- [REQUIREMENT]
Identify and copy out every line of the records that contains the word "colored".
===== EXERCISE MATERIAL
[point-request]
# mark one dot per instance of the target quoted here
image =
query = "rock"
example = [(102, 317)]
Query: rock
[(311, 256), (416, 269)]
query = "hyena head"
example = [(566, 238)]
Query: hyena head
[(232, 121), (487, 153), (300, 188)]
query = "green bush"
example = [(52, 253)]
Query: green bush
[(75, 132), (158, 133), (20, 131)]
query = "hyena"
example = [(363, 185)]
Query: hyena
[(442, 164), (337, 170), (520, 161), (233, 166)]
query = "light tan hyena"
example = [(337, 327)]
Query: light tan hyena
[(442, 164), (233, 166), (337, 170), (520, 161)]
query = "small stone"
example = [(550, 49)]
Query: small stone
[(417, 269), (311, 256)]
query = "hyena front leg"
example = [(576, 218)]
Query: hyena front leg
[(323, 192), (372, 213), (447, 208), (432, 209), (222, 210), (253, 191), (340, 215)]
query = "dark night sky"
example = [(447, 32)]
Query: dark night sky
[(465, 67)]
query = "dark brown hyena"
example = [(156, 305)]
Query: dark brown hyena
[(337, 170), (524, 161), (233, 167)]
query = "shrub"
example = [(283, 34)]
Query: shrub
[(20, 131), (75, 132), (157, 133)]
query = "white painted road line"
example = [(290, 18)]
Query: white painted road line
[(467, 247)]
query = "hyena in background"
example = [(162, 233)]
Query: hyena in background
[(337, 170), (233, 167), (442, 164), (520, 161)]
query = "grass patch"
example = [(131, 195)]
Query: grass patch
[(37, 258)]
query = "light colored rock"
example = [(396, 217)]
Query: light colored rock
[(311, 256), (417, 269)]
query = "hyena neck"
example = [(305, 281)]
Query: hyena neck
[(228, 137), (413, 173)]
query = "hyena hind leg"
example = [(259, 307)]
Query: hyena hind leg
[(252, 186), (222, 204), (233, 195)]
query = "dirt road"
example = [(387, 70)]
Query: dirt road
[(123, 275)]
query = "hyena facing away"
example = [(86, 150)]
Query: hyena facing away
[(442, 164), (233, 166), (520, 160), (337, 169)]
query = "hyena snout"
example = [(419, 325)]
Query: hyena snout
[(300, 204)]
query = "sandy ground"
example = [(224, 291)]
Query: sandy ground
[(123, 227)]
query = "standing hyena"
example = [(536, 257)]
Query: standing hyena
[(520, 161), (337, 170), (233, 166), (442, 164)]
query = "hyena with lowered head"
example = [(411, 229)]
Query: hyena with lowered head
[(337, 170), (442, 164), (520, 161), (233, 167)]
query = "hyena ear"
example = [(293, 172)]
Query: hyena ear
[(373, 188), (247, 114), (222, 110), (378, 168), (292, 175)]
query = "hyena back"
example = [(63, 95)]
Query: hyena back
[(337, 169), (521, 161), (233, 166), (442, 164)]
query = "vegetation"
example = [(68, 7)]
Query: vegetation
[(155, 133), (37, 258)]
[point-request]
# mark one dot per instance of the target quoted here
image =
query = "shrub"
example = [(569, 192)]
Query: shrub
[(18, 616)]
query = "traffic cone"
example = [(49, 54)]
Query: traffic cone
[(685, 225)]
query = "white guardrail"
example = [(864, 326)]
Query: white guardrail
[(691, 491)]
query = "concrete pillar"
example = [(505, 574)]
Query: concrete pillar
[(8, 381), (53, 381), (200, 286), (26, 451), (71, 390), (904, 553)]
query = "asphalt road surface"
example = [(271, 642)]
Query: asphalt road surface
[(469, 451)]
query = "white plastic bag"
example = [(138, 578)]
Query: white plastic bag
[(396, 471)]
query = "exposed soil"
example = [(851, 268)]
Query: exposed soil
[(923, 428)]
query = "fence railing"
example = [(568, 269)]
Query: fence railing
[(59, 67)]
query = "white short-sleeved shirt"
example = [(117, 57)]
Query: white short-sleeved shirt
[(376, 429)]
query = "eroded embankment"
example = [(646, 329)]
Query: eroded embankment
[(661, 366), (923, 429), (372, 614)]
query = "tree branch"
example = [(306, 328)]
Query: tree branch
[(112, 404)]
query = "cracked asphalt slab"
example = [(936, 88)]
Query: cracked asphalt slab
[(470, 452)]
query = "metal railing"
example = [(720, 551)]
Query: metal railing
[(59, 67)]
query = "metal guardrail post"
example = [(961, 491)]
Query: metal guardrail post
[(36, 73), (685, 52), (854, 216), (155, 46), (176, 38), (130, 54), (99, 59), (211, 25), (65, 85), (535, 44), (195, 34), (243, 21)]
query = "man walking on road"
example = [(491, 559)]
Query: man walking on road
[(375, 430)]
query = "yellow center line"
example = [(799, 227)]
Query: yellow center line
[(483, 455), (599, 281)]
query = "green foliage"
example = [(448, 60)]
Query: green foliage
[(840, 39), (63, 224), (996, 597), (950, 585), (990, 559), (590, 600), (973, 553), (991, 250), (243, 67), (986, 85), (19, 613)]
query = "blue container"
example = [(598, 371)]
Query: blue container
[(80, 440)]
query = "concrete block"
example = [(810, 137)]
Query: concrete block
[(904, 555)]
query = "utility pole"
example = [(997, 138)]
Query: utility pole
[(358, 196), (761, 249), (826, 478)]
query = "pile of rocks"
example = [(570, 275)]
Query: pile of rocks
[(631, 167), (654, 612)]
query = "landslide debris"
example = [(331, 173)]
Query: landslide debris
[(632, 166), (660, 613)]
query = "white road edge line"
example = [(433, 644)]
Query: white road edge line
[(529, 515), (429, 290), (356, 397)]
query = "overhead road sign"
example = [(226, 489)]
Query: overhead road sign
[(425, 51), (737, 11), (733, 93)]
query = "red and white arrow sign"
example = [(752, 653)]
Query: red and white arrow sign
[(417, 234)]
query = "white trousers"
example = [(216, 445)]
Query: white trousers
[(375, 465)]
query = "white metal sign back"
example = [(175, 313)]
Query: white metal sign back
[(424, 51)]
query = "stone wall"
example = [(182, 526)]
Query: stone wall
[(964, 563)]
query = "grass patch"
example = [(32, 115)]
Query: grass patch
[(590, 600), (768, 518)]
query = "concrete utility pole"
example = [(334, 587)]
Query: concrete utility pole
==========
- [EXERCISE ANSWER]
query = "light colored rock"
Query: light colored rock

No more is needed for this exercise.